Copy out every line of the data below, starting at the line containing "of the winding" and ending at the final line, with both of those lines included. Offset each number in the coordinates by 12.

(Saved entries)
== == ==

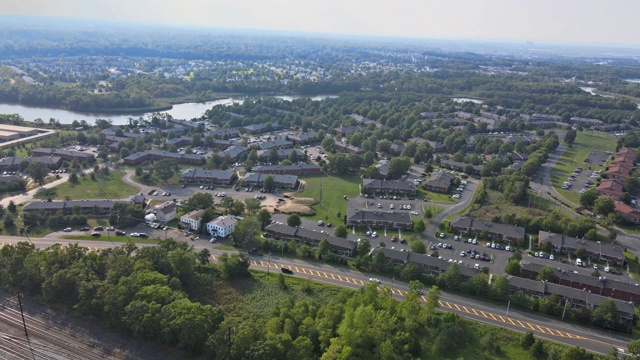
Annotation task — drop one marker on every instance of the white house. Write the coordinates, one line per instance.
(193, 219)
(166, 212)
(222, 226)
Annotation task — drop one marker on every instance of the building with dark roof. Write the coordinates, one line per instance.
(595, 250)
(372, 186)
(379, 218)
(219, 177)
(575, 298)
(312, 238)
(595, 285)
(468, 225)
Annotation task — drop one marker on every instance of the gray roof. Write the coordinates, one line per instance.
(568, 292)
(559, 241)
(383, 185)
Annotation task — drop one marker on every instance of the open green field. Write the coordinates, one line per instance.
(433, 209)
(574, 156)
(108, 186)
(329, 191)
(438, 198)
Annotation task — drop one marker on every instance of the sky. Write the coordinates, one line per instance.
(608, 22)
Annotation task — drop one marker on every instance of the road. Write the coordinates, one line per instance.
(476, 310)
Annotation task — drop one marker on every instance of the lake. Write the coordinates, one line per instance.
(179, 111)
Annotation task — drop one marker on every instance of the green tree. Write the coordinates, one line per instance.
(227, 203)
(546, 274)
(417, 246)
(512, 268)
(570, 137)
(252, 205)
(237, 208)
(604, 205)
(419, 226)
(264, 217)
(165, 169)
(340, 231)
(12, 207)
(269, 183)
(200, 201)
(588, 199)
(527, 340)
(294, 220)
(37, 170)
(245, 231)
(605, 315)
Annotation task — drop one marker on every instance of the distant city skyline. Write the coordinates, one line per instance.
(611, 22)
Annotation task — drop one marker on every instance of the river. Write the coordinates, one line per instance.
(179, 111)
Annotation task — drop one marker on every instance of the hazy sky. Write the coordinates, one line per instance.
(568, 21)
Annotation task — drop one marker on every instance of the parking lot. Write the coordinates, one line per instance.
(581, 180)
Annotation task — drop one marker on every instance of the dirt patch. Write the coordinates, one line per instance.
(289, 207)
(305, 201)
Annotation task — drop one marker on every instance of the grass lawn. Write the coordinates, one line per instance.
(329, 191)
(110, 186)
(438, 198)
(497, 205)
(434, 209)
(574, 156)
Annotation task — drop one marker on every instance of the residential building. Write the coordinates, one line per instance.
(574, 298)
(222, 226)
(337, 245)
(474, 227)
(389, 186)
(166, 212)
(218, 177)
(193, 219)
(595, 285)
(595, 250)
(440, 181)
(379, 218)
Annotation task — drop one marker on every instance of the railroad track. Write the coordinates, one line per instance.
(54, 338)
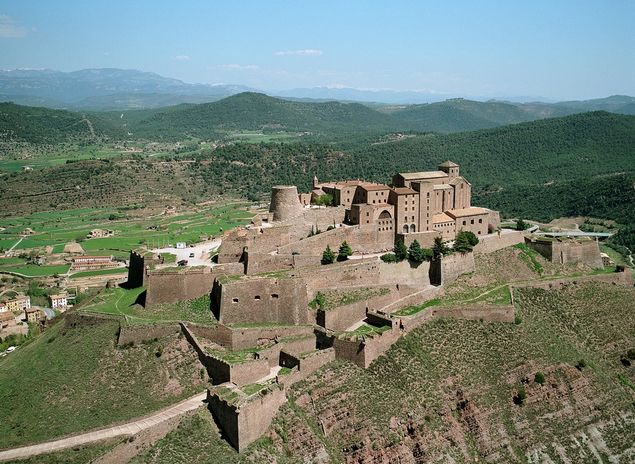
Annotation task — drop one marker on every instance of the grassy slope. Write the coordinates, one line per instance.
(46, 380)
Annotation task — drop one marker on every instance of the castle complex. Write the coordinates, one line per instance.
(280, 314)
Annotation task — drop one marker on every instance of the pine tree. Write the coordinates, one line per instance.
(344, 252)
(328, 256)
(439, 248)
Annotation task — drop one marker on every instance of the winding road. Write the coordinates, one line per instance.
(129, 428)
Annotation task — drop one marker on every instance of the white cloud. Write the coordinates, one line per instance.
(304, 52)
(10, 29)
(238, 67)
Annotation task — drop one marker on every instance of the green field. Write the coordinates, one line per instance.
(131, 230)
(79, 275)
(33, 270)
(121, 302)
(89, 381)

== == ==

Result of this exercise -
Annotation task — drop one marker on every instance of the winding road. Write the coordinates, one line per instance.
(141, 440)
Annotation task — drop one marker on every instance of the white cloud. Write the coordinates, one line per instance.
(316, 64)
(22, 41)
(250, 79)
Annotation task — drop one marker on every instance of the green field. Write the coordinates, one line per instance.
(143, 242)
(91, 287)
(45, 282)
(133, 314)
(101, 393)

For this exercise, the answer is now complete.